# [Provided text]

- - - - - - -

Index | Thread | Search

From:
Mark Kettenis <mark.kettenis@xs4all.nl>
Subject:
Re: Newest uvm_purge() to try
To:
Claudio Jeker <cjeker@diehard.n-r-g.com>
Cc:
tech@openbsd.org
Date:
Mon, 02 Jun 2025 14:40:27 +0200

Download raw body.

Thread
> Date: Mon, 2 Jun 2025 13:45:16 +0200
> From: Claudio Jeker <cjeker@diehard.n-r-g.com>
> 
> On Mon, Jun 02, 2025 at 11:32:08AM +0200, Mark Kettenis wrote:
> > > Date: Mon, 2 Jun 2025 11:13:52 +0200
> > > From: Claudio Jeker <cjeker@diehard.n-r-g.com>
> > > 
> > > On Mon, Jun 02, 2025 at 10:55:33AM +0200, Martin Pieuchot wrote:
> > > > On 28/05/25(Wed) 22:24, Mark Kettenis wrote:
> > > > > > Date: Sat, 24 May 2025 13:35:16 +0200
> > > > > > From: Mark Kettenis <mark.kettenis@xs4all.nl>
> > > > > > 
> > > > > > > Date: Sat, 24 May 2025 12:52:42 +0200
> > > > > > > From: Martin Pieuchot <mpi@grenadille.net>
> > > > > > > 
> > > > > > > On 23/05/25(Fri) 15:10, Mark Kettenis wrote:
> > > > > > > > > Date: Fri, 23 May 2025 13:15:01 +0200
> > > > > > > > > From: Claudio Jeker <cjeker@diehard.n-r-g.com>
> > > > > > > > > 
> > > > > > > > > On Fri, May 23, 2025 at 10:03:11AM +0200, Martin Pieuchot wrote:
> > > > > > > > > > On 22/05/25(Thu) 14:45, Mark Kettenis wrote:
> > > > > > > > > > > > Date: Thu, 22 May 2025 11:58:38 +0200
> > > > > > > > > > > > From: Martin Pieuchot <mpi@grenadille.net>
> > > > > > > > > > > > 
> > > > > > > > > > > > Here's the latest version incorporating kettenis@'s pmap_purge() and
> > > > > > > > > > > > claudio@'s feedbacks.  I observed a performance improvement of 10-15%
> > > > > > > > > > > > on workloads using 24 to 48 CPUs.  %sys time obviously increases now
> > > > > > > > > > > > that tearing down the VM space is accounted for.

- - - - - - -

# [Data section]
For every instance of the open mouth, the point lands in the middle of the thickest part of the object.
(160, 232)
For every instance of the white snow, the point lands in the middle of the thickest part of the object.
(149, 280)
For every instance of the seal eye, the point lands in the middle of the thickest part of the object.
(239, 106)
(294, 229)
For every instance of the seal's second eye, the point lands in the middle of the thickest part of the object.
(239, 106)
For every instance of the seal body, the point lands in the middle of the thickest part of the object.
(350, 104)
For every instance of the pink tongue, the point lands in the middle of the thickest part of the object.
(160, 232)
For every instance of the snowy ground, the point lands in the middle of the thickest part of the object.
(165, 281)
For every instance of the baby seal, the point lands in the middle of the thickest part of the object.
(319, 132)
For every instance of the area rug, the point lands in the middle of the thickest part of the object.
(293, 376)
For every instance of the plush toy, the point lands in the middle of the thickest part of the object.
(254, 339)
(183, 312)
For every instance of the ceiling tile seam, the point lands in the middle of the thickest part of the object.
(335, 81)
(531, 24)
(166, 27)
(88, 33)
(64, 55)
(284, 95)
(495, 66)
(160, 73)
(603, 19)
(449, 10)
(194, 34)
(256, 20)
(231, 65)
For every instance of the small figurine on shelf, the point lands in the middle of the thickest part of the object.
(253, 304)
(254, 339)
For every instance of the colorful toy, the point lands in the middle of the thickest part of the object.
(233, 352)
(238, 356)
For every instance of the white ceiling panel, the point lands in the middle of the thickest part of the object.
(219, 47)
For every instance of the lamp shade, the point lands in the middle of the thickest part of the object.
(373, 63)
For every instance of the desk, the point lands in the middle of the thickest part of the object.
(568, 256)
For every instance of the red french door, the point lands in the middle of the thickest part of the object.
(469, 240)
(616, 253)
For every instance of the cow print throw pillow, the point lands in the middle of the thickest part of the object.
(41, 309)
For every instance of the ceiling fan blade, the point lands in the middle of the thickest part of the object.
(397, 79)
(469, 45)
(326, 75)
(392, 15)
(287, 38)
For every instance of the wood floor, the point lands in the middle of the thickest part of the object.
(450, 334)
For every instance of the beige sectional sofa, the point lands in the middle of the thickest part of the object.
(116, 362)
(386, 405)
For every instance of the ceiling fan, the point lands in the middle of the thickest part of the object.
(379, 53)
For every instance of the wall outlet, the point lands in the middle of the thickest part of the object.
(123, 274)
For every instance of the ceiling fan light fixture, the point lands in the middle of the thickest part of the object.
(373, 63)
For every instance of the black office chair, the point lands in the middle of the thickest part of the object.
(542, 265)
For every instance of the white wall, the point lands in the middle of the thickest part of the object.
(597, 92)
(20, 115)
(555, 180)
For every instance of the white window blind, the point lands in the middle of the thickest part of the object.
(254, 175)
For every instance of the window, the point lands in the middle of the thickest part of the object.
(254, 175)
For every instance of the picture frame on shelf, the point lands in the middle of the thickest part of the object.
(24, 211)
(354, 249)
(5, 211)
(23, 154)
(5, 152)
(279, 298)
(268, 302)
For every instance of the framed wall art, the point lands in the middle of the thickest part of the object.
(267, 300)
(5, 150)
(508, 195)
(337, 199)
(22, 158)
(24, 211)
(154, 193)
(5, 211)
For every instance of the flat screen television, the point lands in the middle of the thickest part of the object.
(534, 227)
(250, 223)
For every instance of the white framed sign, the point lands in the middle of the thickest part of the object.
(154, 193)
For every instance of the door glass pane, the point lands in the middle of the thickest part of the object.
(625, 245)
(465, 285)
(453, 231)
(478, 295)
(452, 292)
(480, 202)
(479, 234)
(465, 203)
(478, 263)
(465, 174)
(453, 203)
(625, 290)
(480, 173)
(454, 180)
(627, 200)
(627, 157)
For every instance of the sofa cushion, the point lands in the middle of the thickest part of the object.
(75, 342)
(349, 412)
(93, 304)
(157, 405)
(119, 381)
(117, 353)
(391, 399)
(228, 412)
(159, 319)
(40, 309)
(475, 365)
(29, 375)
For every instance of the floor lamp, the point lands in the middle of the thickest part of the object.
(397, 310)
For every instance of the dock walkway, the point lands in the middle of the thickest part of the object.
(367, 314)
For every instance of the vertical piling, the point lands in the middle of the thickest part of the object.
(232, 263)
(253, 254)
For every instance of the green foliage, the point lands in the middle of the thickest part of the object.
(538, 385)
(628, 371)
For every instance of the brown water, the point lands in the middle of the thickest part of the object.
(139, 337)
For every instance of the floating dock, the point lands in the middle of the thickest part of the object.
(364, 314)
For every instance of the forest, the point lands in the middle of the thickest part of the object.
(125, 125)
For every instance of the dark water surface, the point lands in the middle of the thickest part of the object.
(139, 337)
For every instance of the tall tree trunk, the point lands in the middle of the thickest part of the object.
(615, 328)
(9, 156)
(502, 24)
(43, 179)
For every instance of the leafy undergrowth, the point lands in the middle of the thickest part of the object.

- - - - - - -

# [Jobs]
(a) Copy the uvm_purge() email thread word for word, starting with "Index | Thread" and going on through "Download raw body.".
(b) Carry on the uvm_purge() email thread from the point where it stops.

# [Task-by-task answers]
(a)
Index | Thread | Search

From:
Mark Kettenis <mark.kettenis@xs4all.nl>
Subject:
Re: Newest uvm_purge() to try
To:
Claudio Jeker <cjeker@diehard.n-r-g.com>
Cc:
tech@openbsd.org
Date:
Mon, 02 Jun 2025 14:40:27 +0200

Download raw body.

(b)
> > > > > > > > > > > > 
> > > > > > > > > > > > Please test and report back.
> > > > > > > > > > > 
> > > > > > > > > > > Going to play with this!
> > > > > > > > > > > 
> > > > > > > > > > > I have a question I wanted to ask about the diff though...
> > > > > > > > > > > 
> > > > > > > > > > > > Index: kern/kern_exit.c
> > > > > > > > > > > > ===================================================================
> > > > > > > > > > > > RCS file: /cvs/src/sys/kern/kern_exit.c,v
> > > > > > > > > > > > diff -u -p -r1.248 kern_exit.c
> > > > > > > > > > > > --- kern/kern_exit.c	21 May 2025 09:42:59 -0000	1.248
> > > > > > > > > > > > +++ kern/kern_exit.c	22 May 2025 09:30:43 -0000
> > > > > > > > > > > > @@ -242,9 +242,14 @@ exit1(struct proc *p, int xexit, int xsi
> > > > > > > > > > > >  		if (pr->ps_pptr->ps_sigacts->ps_sigflags & SAS_NOCLDWAIT)
> > > > > > > > > > > >  			atomic_setbits_int(&pr->ps_flags, PS_NOZOMBIE);
> > > > > > > > > > > >  
> > > > > > > > > > > > -#ifdef __HAVE_PMAP_PURGE
> > > > > > > > > > > > -		pmap_purge(p);
> > > > > > > > > > > > +		/* Teardown the virtual address space. */
> > > > > > > > > > > > +		if ((p->p_flag & P_SYSTEM) == 0) {
> > > > > > > > > > > > +#ifdef MULTIPROCESSOR
> > > > > > > > > > > > +			__mp_release_all(&kernel_lock);
> > > > > > > > > > > 
> > > > > > > > > > > Why do we need an __mp_release_all() here?  Is that because we have
> > > > > > > > > > > multiple paths into exit1() that have different recurse counts for the
> > > > > > > > > > > kernel lock?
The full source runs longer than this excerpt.